## Problem statement
Rewrite the William Basinski review from "In a recent" up to and including "his artistic history.", replacing "rudimentary" with "basic".

## Text provided
WILLIAM BASINSKI - 92982 (2062)

Conceptual sound design and experimentation are the mainstay of NYC’s William Basinski, who made his name with the tour de force that was Disintegration Loops earlier this decade. This collection of 4 tracks, is three quarters old, with 2 of the tracks being recorded in 1982, a fourth recomposed earlier this year from original source material and a shorter version of “Variations : A Movement in Chrome Primitive”.

It’s the archiving and retrieval of long-lost or sonically dust-covered recordings that seems to inspire the central aesthetic of his work, as all sounds on here seem to resonate with the image of slowly dying embers in a fire, their glow surrounded by an ambient penumbra. Simplistic minimal piano chords seep through the landscape, almost tiptoeing past the listener without any fuss. Basinski builds a picture of Brooklyn in 1982, leaving these recordings to have all and sundry in them, from fading police sirens to the eternal lo-fi hum of a heaving metropolis at night.

At an hour long, this is an intriguing sonic walk through a variety of repetitive melodic journeys, although it’s not until the 22 minute 2nd section that we’re faced with the atmospheric ambience that is hinted within. Whilst I would not deign to criticise the recording techniques of someone in 1982 who had little in the way of sophisticated equipment, to these ears the sounds do little to convey the sense of what is being offered other than the odd siren and a helicopter buzzing overhead, Coppola-style. Impressionistic music of this nature can often be interpreted very differently and personally I was at a loss as to why this might convey NYC in 1982. If there is something genuinely exciting on show here, it’s the subtle way that the abstract melodies fade and return like the gentle hiss of surf on a beach, their fidelity slowly ticking back and forth like a pendulum, giving us a clue as to his future direction as a composer.

In a recent interview Basinski admits himself that these were rudimentary recordings with little in the way of context applied to their genesis, and I’m glad to hear that he is truthful about this. However the digital treatment of these tapes seems to suck much of the life out of much of the album, and although there are varying arguments as to why we should remaster or treat old recordings, I feel that his decision to do so does rob this little slice of individual sound of some of its character. As an old recording I feel it is necessary to not really expound any further on what is essentially an anecdotal part of his artistic history.

## The data
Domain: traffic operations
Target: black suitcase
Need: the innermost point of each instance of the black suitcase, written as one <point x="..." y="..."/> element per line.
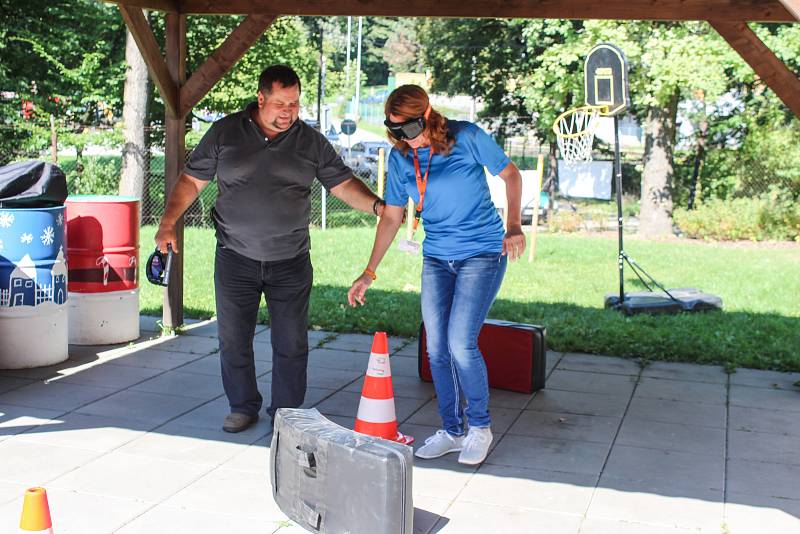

## Reply to the exercise
In a recent interview Basinski admits himself that these were basic recordings with little in the way of context applied to their genesis, and I’m glad to hear that he is truthful about this. However the digital treatment of these tapes seems to suck much of the life out of much of the album, and although there are varying arguments as to why we should remaster or treat old recordings, I feel that his decision to do so does rob this little slice of individual sound of some of its character. As an old recording I feel it is necessary to not really expound any further on what is essentially an anecdotal part of his artistic history.